BEGIN Records provided

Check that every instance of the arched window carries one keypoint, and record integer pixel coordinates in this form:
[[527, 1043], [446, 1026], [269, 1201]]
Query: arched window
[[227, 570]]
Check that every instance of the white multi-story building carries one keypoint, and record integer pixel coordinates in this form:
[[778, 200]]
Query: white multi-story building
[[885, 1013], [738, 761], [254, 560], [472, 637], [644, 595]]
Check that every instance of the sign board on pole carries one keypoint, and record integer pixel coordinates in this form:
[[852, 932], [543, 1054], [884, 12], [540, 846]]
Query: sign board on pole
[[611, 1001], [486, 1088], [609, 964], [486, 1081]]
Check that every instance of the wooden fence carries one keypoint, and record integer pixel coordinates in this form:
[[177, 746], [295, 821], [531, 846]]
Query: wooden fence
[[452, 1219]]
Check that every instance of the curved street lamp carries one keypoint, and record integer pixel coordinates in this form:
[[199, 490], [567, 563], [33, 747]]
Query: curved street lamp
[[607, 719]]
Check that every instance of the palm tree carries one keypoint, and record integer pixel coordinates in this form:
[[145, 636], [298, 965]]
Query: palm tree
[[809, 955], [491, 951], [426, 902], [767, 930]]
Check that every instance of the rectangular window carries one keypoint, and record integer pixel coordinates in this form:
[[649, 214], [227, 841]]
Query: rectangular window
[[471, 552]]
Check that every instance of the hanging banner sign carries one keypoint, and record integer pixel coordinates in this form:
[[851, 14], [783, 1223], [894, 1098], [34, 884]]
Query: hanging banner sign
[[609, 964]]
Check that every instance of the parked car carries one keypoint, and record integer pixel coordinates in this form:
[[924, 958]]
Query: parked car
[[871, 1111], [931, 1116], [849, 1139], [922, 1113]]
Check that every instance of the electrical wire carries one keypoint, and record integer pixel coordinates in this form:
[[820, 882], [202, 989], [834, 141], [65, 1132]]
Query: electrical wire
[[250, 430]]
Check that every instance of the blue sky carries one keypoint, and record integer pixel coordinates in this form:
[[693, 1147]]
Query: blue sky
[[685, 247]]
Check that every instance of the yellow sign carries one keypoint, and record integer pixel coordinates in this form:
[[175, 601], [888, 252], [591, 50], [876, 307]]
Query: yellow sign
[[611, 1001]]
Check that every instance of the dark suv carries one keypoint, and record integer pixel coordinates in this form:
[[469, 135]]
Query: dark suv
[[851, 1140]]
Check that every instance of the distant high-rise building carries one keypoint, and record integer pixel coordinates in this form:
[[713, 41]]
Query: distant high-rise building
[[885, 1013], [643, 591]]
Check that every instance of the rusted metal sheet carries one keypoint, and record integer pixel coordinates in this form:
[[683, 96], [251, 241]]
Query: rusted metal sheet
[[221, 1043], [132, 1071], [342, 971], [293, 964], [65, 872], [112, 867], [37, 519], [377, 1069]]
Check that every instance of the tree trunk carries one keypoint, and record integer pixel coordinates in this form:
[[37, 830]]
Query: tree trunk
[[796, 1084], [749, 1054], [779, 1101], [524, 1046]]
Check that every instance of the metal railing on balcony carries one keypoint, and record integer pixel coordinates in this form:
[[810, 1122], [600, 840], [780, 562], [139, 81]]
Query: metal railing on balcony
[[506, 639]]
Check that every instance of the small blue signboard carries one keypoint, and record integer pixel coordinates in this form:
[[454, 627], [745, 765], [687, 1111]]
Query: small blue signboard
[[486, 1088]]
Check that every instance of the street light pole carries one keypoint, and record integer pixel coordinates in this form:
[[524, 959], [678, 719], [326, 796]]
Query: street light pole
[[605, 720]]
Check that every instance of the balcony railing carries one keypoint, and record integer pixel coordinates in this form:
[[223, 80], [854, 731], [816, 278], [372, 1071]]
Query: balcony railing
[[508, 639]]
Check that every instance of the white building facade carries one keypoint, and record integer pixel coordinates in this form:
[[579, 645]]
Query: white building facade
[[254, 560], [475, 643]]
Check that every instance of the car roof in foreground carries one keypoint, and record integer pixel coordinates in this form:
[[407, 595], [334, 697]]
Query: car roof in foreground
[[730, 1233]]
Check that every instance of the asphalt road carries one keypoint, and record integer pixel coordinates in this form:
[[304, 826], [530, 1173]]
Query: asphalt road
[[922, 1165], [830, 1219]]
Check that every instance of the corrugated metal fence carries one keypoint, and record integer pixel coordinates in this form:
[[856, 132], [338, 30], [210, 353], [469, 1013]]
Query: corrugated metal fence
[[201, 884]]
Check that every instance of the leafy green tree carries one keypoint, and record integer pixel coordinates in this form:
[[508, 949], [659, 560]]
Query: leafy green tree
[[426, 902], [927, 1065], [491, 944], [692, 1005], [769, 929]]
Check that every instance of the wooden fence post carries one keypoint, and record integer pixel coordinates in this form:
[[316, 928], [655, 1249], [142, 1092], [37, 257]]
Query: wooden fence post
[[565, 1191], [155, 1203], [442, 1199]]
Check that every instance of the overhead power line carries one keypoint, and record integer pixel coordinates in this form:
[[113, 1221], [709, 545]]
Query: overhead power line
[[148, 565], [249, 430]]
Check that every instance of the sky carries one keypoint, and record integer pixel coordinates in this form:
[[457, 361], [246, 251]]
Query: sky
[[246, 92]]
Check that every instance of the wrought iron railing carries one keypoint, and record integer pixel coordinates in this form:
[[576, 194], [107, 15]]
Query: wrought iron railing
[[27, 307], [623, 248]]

END Records provided

### Task to carry out
For every entry in the records above, write an exact copy.

### Solution for this task
Check that every instance of the arched window carries one keypoint, and record integer pixel coordinates in this form:
[[527, 1043], [446, 1026], [269, 1201]]
Query: arched window
[[227, 570]]
Check that every instance of the white multi-story building carries one keypoint, and record integer pixel coordinates in this form:
[[778, 200]]
Query: white multi-story building
[[885, 1013], [738, 761], [254, 560], [472, 637], [644, 595]]
Check that every instance of the sign board on pole carries one keypoint, and record integer pixel coordinates in this form:
[[852, 932], [543, 1054], [884, 12], [540, 846]]
Query: sign board on pole
[[611, 1001], [486, 1088], [609, 964], [486, 1081]]
Check that every instance of the wooden fence carries one keypoint, and record integer pixel coordinates in this form:
[[177, 746], [295, 821], [531, 846]]
Query: wooden fence
[[452, 1219]]
Check that every instance of the curved street lamp carries one keypoint, and record integer pixel coordinates in this form:
[[199, 490], [567, 563], [33, 747]]
Query: curved street lamp
[[607, 719]]
Check that every instance of the palm tree carries one keypoint, and record integer pixel coordinates in this form:
[[145, 636], [298, 965]]
Query: palm tree
[[809, 955], [491, 951], [426, 902], [767, 930]]
Check that every instance of the rectangular window carries one keypoint, and record integer pixel coordinates in this form:
[[649, 214], [227, 841]]
Query: rectangular window
[[471, 552]]
Check that every instance of the hanging banner sign carries one keypoint, and record integer pixel coordinates in this form:
[[851, 14], [783, 1223], [894, 1098], [34, 884]]
Query: hanging banner sign
[[609, 964]]
Check that every instance of the parked car carries one keypoint, and record integer pixel coordinates in this form:
[[924, 958]]
Query: parked car
[[871, 1111], [931, 1116], [849, 1139], [922, 1113]]
Check that every instance of the electrical wire carries one keypoint, and record integer pixel coordinates in this form:
[[820, 882], [202, 989], [834, 141], [65, 1132]]
Query: electrical wire
[[250, 430]]
Check that every instance of the blue sky carries one keypoint, and record integer pixel coordinates in this form:
[[693, 1147]]
Query: blue sky
[[685, 247]]
Check that every instance of the yellow sign carries one keypoint, and record integer pixel coordinates in this form:
[[175, 601], [888, 252], [591, 50], [876, 307]]
Query: yellow sign
[[611, 1001]]
Check that every instance of the dark suv carries one keypoint, and record integer pixel coordinates in this form:
[[469, 135]]
Query: dark suv
[[851, 1140]]
Check that every instance of the distant high-rise building carries one keypoint, and record integer pixel coordinates in this form:
[[713, 41]]
Query: distant high-rise building
[[885, 1013], [643, 591]]
Check that every instance of the rusted metal sheet carries one keypoint, and record integer pixel coordinates in this form:
[[683, 96], [251, 241]]
Query: rusted metal sheet
[[221, 1043], [132, 1071], [342, 971], [293, 964], [65, 872], [112, 867], [37, 519], [377, 1069]]
Check that every instance of the tree trunk carries one keypoint, and record integer pixel coordinates in this form:
[[37, 830]]
Query: tree trunk
[[796, 1084], [749, 1054], [779, 1101], [524, 1046]]
Check that every instance of the metal railing on balcony carries one keypoint, and record integer pixel coordinates in this form:
[[810, 1122], [600, 840], [780, 562], [139, 81]]
Query: metal railing on balcony
[[506, 639]]
Check that every instance of the small blue signboard carries one keypoint, and record integer pixel coordinates in this form:
[[454, 627], [745, 765], [687, 1111]]
Query: small blue signboard
[[486, 1088]]
Check that every instance of the street light pole carries one keypoint, and record integer pixel coordinates in this form:
[[524, 959], [678, 719], [326, 796]]
Query: street light pole
[[605, 720]]
Check that every instance of the balcony railing carries one keypoint, and record integer pixel coordinates in this form:
[[223, 80], [854, 731], [816, 278], [372, 1071]]
Query: balcony railing
[[508, 639]]
Check that every instance of the white building facade carries one keypoint, and record integer pixel coordinates in this form:
[[579, 645]]
Query: white building facade
[[254, 560], [475, 643]]
Check that every instance of the car roof in foreground carries one keypoint, and record integer pixel coordinates in this form:
[[407, 595], [334, 697]]
Query: car roof in foreground
[[730, 1233]]
Check that every instance of the asphalt road carries one keypoint, and record integer pixel coordinates in this form:
[[304, 826], [530, 1173]]
Query: asphalt road
[[922, 1165], [830, 1219]]
Check that every instance of the corrugated metal fence carries one keypoint, and record integer pixel coordinates in this form:
[[856, 132], [338, 30], [210, 353], [469, 1013]]
Query: corrugated metal fence
[[201, 884]]
Check that every instance of the leafy green tree carries one keypoint, and record integer pixel coordinates in this form:
[[508, 949], [659, 560]]
Query: leafy green tree
[[426, 902], [927, 1065], [491, 944], [692, 1005], [769, 929]]
Check that every instance of the wooden fence post carries one keypoint, and record integer pixel coordinates in this form:
[[316, 928], [655, 1249], [142, 1092], [37, 257]]
Query: wooden fence post
[[565, 1191], [155, 1203], [442, 1199]]
Check that every instance of the overhead power line carries one keypoint, and record integer pixel coordinates in this form:
[[113, 1221], [709, 545]]
Query: overhead power line
[[148, 565], [249, 430]]
Check that every instance of the sky carries one keypoint, and record integer pixel coordinates in this form:
[[457, 361], [246, 251]]
Query: sky
[[246, 92]]
Check that every instance of the wrought iron railing carries one keypoint, and record integer pixel coordinates in this form:
[[576, 194], [107, 15]]
Query: wrought iron railing
[[27, 307], [623, 248]]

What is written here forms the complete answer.